● EXERCISE DESCRIPTION
Copy the stretch from the line containing "Would you be willing to put a dot on the weathered" through the end of the records, swapping "put a dot on" for "place a marker on" and leaving everything else unchanged. Return only those lines.

● DATA ENTRIES
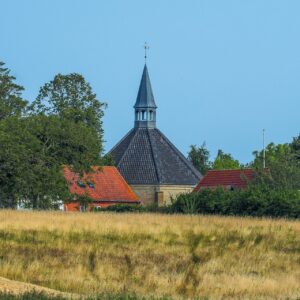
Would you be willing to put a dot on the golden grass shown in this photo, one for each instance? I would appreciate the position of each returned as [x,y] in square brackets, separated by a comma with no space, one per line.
[152,254]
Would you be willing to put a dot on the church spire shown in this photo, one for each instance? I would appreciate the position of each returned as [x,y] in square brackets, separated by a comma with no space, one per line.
[145,107]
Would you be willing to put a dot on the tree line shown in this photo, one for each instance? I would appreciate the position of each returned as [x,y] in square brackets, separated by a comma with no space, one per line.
[62,126]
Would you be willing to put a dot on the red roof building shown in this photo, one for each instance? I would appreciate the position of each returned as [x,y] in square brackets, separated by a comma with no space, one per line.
[105,187]
[228,179]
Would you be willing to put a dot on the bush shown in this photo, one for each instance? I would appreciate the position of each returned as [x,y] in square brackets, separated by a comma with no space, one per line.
[254,201]
[121,208]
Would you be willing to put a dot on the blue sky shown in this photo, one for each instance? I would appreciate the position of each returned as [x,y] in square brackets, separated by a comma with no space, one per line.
[221,71]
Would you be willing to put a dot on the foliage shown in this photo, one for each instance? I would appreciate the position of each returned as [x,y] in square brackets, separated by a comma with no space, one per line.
[11,102]
[255,201]
[224,161]
[283,166]
[64,127]
[199,157]
[107,160]
[70,97]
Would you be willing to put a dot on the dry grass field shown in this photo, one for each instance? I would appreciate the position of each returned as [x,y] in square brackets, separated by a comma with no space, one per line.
[152,255]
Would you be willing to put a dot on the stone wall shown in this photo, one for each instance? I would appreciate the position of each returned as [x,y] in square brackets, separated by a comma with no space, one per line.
[160,194]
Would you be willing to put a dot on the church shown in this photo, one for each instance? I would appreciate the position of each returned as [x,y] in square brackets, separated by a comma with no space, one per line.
[154,168]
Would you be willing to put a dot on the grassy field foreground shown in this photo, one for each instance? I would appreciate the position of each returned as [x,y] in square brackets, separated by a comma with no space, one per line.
[152,254]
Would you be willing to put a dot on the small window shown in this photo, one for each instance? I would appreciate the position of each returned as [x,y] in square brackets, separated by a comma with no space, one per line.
[81,184]
[151,115]
[90,184]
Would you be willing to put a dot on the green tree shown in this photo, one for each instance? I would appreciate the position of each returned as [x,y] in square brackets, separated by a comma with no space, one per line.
[35,148]
[199,157]
[225,161]
[11,102]
[295,146]
[72,98]
[283,167]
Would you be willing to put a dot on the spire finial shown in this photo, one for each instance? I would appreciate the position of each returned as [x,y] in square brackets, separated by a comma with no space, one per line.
[146,47]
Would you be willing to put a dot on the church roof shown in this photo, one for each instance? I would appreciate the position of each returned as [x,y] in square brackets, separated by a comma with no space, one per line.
[146,156]
[145,95]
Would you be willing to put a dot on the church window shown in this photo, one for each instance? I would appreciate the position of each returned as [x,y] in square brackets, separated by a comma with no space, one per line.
[151,115]
[81,184]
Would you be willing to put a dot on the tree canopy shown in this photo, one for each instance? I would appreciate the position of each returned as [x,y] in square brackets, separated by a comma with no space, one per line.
[225,161]
[63,127]
[11,102]
[199,157]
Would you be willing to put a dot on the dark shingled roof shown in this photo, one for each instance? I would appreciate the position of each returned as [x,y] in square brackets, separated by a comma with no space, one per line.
[146,156]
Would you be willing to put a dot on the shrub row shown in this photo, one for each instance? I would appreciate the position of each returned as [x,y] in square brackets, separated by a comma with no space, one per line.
[254,201]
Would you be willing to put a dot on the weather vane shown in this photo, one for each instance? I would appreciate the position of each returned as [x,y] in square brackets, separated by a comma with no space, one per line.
[146,47]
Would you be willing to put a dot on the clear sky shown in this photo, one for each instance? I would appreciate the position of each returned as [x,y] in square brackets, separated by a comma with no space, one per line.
[221,71]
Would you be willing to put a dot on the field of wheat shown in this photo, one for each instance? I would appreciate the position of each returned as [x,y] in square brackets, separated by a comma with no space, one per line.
[152,255]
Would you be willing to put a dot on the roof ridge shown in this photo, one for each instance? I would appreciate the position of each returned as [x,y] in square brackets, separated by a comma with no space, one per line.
[131,140]
[217,170]
[153,157]
[182,157]
[124,137]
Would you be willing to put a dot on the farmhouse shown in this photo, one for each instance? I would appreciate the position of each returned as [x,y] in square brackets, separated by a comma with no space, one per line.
[149,162]
[228,179]
[105,187]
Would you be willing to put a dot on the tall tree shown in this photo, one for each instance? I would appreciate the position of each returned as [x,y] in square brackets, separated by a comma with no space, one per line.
[295,146]
[199,157]
[72,98]
[11,102]
[283,166]
[35,148]
[225,161]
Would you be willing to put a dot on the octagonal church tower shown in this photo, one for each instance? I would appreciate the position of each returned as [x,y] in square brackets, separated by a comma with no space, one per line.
[154,168]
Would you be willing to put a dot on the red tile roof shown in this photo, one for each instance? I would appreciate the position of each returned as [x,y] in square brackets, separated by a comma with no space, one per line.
[108,185]
[225,178]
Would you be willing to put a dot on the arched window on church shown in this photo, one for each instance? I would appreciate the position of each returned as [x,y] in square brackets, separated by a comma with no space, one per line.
[151,115]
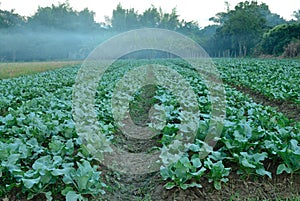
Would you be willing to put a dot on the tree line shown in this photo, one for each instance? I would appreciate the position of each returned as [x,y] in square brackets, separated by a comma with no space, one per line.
[59,32]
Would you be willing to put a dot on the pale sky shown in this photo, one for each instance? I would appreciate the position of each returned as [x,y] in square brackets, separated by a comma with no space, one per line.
[196,10]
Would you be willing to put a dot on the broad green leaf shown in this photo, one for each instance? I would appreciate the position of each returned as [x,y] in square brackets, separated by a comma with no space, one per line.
[28,183]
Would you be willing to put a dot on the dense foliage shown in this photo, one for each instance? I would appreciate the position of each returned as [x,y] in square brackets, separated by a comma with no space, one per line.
[60,32]
[275,79]
[41,153]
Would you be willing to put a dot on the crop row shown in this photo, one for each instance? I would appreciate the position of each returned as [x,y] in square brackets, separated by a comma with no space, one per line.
[276,79]
[41,153]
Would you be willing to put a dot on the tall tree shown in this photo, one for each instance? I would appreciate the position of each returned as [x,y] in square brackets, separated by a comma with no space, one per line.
[10,19]
[241,28]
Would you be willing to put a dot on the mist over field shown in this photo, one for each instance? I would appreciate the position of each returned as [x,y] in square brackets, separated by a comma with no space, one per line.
[61,33]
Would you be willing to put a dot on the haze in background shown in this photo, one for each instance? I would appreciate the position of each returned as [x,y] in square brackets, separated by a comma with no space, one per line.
[189,10]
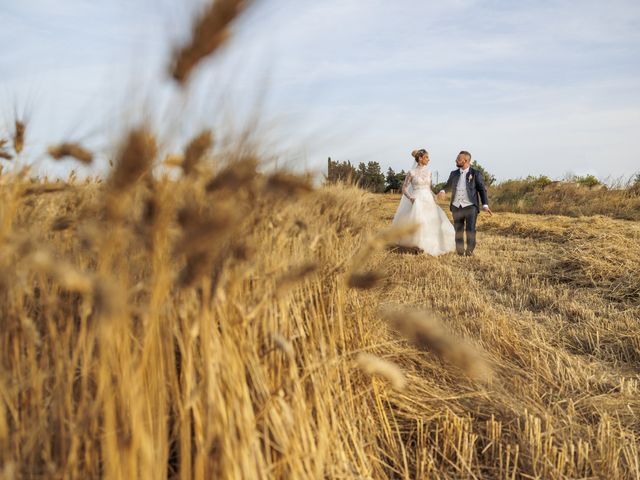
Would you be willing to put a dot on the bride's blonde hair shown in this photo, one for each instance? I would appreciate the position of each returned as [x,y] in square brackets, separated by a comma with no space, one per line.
[417,153]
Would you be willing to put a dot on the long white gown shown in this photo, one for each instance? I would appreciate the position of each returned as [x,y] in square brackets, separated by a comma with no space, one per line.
[435,234]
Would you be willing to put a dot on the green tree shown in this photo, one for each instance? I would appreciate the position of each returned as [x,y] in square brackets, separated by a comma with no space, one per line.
[392,181]
[588,181]
[375,177]
[340,171]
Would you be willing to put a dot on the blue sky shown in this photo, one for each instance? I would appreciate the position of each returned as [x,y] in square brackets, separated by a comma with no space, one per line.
[529,87]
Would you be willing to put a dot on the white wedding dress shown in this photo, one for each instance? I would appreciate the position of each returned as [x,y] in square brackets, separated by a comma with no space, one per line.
[435,234]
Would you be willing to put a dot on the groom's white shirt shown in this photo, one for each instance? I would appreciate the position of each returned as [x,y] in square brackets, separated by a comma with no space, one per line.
[461,196]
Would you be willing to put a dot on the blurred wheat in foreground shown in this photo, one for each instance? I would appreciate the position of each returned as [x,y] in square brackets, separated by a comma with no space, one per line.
[152,329]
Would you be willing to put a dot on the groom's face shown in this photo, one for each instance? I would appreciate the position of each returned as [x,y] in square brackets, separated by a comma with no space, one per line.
[462,161]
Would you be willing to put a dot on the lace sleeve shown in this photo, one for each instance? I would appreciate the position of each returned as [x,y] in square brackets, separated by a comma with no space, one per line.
[405,186]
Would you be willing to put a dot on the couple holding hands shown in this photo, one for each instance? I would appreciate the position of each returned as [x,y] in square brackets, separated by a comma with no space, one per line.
[435,234]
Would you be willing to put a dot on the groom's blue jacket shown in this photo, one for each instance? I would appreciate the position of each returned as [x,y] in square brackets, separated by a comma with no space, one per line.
[475,186]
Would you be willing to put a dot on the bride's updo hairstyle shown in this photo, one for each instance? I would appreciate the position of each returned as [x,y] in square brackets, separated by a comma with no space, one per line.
[417,154]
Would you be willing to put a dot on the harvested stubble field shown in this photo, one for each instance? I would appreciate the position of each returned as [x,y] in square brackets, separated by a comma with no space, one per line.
[239,325]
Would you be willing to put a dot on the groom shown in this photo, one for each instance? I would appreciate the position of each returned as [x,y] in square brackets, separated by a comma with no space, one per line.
[466,184]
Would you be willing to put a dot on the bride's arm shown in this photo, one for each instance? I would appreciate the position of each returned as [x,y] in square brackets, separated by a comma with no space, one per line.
[405,187]
[435,197]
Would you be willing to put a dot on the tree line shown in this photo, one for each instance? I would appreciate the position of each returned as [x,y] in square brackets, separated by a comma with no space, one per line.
[369,176]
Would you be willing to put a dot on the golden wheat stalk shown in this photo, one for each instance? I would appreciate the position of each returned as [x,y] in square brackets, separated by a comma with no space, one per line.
[373,365]
[209,32]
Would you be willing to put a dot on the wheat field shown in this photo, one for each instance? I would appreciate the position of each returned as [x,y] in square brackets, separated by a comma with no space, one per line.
[234,324]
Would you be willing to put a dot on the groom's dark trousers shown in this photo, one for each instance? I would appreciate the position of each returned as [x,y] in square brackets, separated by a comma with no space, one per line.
[464,220]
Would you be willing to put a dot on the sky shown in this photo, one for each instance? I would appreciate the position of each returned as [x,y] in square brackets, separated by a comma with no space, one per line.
[530,87]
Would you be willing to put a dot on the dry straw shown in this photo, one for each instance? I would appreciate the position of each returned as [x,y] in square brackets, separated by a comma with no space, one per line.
[426,332]
[373,365]
[18,136]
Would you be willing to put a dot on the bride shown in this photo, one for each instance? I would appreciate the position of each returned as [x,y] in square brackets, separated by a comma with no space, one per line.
[435,234]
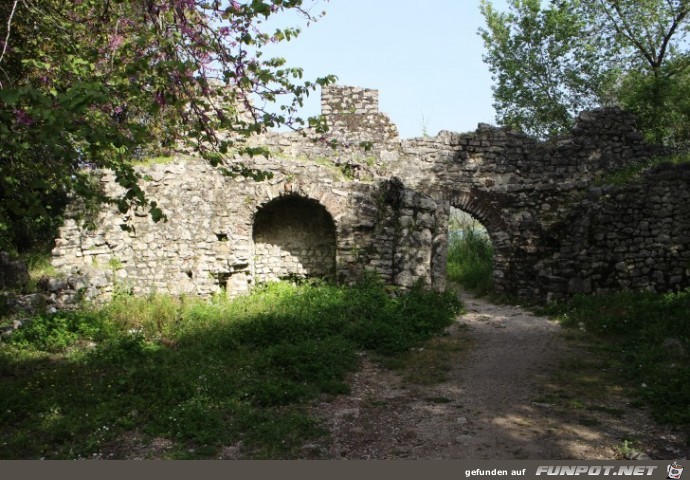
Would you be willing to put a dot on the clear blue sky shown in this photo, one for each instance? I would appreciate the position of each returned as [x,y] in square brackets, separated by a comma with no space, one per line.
[424,57]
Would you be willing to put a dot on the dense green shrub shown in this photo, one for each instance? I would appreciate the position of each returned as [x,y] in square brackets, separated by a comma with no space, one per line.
[201,373]
[470,259]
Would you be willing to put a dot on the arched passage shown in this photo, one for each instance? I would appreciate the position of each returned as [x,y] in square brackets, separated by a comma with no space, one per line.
[470,252]
[485,208]
[293,236]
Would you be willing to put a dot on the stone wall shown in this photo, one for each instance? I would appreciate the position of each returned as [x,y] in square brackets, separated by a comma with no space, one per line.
[293,237]
[226,233]
[557,229]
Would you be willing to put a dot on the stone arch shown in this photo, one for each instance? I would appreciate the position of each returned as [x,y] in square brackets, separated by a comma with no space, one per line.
[482,206]
[293,236]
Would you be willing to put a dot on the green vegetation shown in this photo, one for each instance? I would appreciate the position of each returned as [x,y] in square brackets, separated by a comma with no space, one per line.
[90,84]
[550,60]
[470,254]
[202,375]
[646,337]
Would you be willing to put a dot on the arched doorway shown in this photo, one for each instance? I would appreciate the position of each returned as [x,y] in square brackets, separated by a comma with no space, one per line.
[470,257]
[293,237]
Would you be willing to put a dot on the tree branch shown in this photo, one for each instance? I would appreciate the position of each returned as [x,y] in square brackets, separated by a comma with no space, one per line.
[9,30]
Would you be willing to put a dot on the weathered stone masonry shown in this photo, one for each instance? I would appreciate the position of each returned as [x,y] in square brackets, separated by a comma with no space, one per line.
[360,199]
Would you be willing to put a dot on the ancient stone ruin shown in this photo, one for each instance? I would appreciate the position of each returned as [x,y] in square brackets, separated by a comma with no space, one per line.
[360,199]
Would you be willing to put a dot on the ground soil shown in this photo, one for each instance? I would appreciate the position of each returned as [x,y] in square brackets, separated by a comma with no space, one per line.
[523,388]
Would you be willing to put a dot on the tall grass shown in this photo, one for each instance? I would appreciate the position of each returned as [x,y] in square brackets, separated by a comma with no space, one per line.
[648,336]
[203,375]
[470,259]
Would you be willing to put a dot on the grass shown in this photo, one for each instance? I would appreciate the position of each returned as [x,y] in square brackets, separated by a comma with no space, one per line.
[645,337]
[470,260]
[200,374]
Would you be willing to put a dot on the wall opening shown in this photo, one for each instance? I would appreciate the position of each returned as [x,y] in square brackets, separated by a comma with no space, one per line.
[293,237]
[470,261]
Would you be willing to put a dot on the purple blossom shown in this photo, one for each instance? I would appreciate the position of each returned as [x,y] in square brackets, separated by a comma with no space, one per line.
[22,118]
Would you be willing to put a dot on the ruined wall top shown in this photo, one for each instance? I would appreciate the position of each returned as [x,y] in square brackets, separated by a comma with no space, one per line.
[352,113]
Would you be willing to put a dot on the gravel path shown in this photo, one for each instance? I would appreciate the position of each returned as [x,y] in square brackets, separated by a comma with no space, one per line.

● TASK SOLUTION
Would you be willing to place a marker on the weathered stone masonry shown in this photo, one for each instance? I would appreciate the position of each returned as [x,y] in square brackets, separated by a comma with no space, one per line.
[360,199]
Would you be willing to place a marker on the ancient stone ruin shown in this photo, one for each instance? I would appreciate the position of each returned as [x,y] in square brackets, separated by a comma with no space, one per line.
[360,199]
Would you be willing to place a marker on the ground soil shown in this photo, one for each instance? I would appreciate the position of each returned as [x,y] in square brackets, separated by a comma with no space, one per line.
[523,388]
Would you be willing to place a marker on the tall grass shown in this photo, one for each instance? I would appreciate the position of each returned as [x,y] in square brackets, separated by a comma with no space, one per line.
[648,336]
[203,375]
[470,259]
Would you be willing to place a marker on the grass shown in this photo, one for each instance? I would appreciate the position of each returned as [x,y] in square brackets, separated by a comma with no space, one per line.
[645,337]
[470,260]
[200,374]
Would you be willing to place a marker on the wall opening shown in this photo, one for each instance? I would appreciate the position of each returned as [x,y] in square brackets, separated by a comma with no space, one per line.
[293,237]
[470,261]
Would you be willing to place a marker on the purple blossom shown in this photo, one for each instance? I would appreciate the position of each returned as [x,y] in square brackets, separated by a comma with no space, one per line.
[22,118]
Would you be willing to place a marker on the ruined wall top shown in this photo, one for each instance? I would appreciate the position of each returned as [x,y] in square brackets, separated by a comma with no space, one per line.
[352,113]
Would you be willing to place a marker on the gravel path shown in this photo, one for each instance? I would appreciate the position of each returned as [x,y] in square brackets, separated by a comma with no space, one per line.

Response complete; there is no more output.